+++ SOURCE

Vu la procédure suivante :

Procédure contentieuse antérieure :

Mme D… A…, néeH…, Mme F… E…, néeH…, M. C… H…, M. B… H…, M. G… H…, M. I… H… et Mme L… H… ont demandé au tribunal administratif de Paris de condamner l’Etat à réparer l’intégralité des préjudices qu’ils ont subis en qualité d’ayants droit de Mme K… J… et M. M…-C… H…, leurs grand-mère et père, du fait des ordonnances des 16 janvier 1945 et 18 juillet 1945 nationalisant l’ensemble des actifs de la société anonyme des usines H… ayant appartenu à LouisH….

Par un jugement n° 1408284/6-2 du 17 novembre 2014, le Tribunal administratif de Paris a rejeté leur demande.

Procédure devant la Cour :

Par une requête, enregistrée le 16 janvier 2015, et un mémoire en réplique, enregistré le 24 avril 2015, Mme A…, néeH…, Mme E…, néeH…, M. C… H…, M. B… H… et M. G… H…, représentés par Me Lévy, demandent à la Cour :

1°) d’annuler le jugement n° 1408284/6-2 du 17 novembre 2014 du Tribunal administratif de Paris ;

2°) de condamner l’Etat, sur le fondement de la faute commise du fait de l’adoption des ordonnances des 16 janvier 1945 et 18 juillet 1945, non conformes à plusieurs principes de valeur constitutionnelle, ou, subsidiairement, sur le fondement de la responsabilité sans faute du fait de la rupture d’égalité devant les charges publiques, à leur verser un euro au titre de l’indemnisation de leur préjudice moral et le montant qui sera déterminé par un expert, nommé par arrêt avant dire droit, au titre de l’indemnisation de leur préjudice matériel, sommes assorties des intérêts au taux légal avec capitalisation ;

3°) de mettre à la charge de l’Etat le versement de la somme de 30 000 euros sur le fondement de l’article L. 761-1 du code de justice administrative.

++++++

EXERCICE 1:
D'après la source, à quelle date le Tribunal administratif de Paris a-t-il rejeté la demande ?

+++ DONNÉES À TRAITER

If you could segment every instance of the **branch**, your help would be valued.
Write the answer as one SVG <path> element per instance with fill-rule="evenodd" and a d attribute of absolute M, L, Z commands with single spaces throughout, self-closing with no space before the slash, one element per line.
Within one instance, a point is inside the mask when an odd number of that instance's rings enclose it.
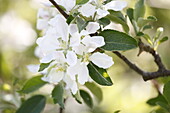
<path fill-rule="evenodd" d="M 58 11 L 67 19 L 69 17 L 68 14 L 66 14 L 63 9 L 60 8 L 60 6 L 54 1 L 54 0 L 49 0 L 57 9 Z"/>

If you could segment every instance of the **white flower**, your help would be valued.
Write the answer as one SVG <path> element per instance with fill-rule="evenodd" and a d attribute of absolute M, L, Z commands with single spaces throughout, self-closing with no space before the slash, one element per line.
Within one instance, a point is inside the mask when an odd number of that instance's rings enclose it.
<path fill-rule="evenodd" d="M 76 5 L 76 0 L 55 0 L 59 5 L 63 6 L 67 12 L 71 11 Z"/>
<path fill-rule="evenodd" d="M 85 5 L 82 5 L 78 11 L 86 17 L 94 17 L 96 13 L 97 18 L 99 19 L 109 14 L 108 10 L 121 11 L 127 6 L 126 1 L 114 0 L 103 5 L 104 1 L 105 0 L 91 0 Z"/>

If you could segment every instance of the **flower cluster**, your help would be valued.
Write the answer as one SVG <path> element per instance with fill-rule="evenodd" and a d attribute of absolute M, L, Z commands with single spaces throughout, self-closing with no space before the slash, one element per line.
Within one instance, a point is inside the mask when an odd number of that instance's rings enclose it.
<path fill-rule="evenodd" d="M 83 5 L 76 5 L 76 0 L 55 1 L 70 14 L 76 10 L 85 17 L 98 18 L 106 16 L 109 9 L 119 11 L 126 6 L 123 1 L 104 3 L 105 0 L 90 0 Z M 100 29 L 97 22 L 87 22 L 80 31 L 76 22 L 68 24 L 61 14 L 49 7 L 39 10 L 37 28 L 44 31 L 37 39 L 40 63 L 49 64 L 41 71 L 43 81 L 51 84 L 63 82 L 65 89 L 76 94 L 79 84 L 92 81 L 87 67 L 90 62 L 103 69 L 114 63 L 110 56 L 96 51 L 105 45 L 104 37 L 91 35 Z"/>

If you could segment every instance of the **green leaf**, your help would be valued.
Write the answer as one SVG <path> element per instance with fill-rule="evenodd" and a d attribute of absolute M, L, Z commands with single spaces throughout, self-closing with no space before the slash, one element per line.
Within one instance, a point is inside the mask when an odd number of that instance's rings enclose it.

++++++

EXERCICE 2:
Recopiez les lignes de données à partir de celle qui contient « If you could segment every instance of the **green » jusqu'à la dernière ligne de données incluse, en mettant « dry leaf » à la place de « green leaf ». Ne changez rien d'autre.

RÉPONSE ATTENDUE 1:
Le 17 novembre 2014.

RÉPONSE ATTENDUE 2:
If you could segment every instance of the **dry leaf**, your help would be valued.
Write the answer as one SVG <path> element per instance with fill-rule="evenodd" and a d attribute of absolute M, L, Z commands with single spaces throughout, self-closing with no space before the slash, one element per line.
Within one instance, a point is inside the mask when an odd number of that instance's rings enclose it.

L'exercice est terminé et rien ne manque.